## Begin
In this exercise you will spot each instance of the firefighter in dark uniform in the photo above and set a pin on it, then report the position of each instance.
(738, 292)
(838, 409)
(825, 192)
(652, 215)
## End
Exercise details >> Quote each of the records above word for word, keeping every line in its original order.

Solved problem >>
In this exercise you will spot each instance of the firefighter in dark uniform in the photo above and set a pin on it, then report the position of each instance.
(738, 292)
(838, 409)
(825, 192)
(652, 215)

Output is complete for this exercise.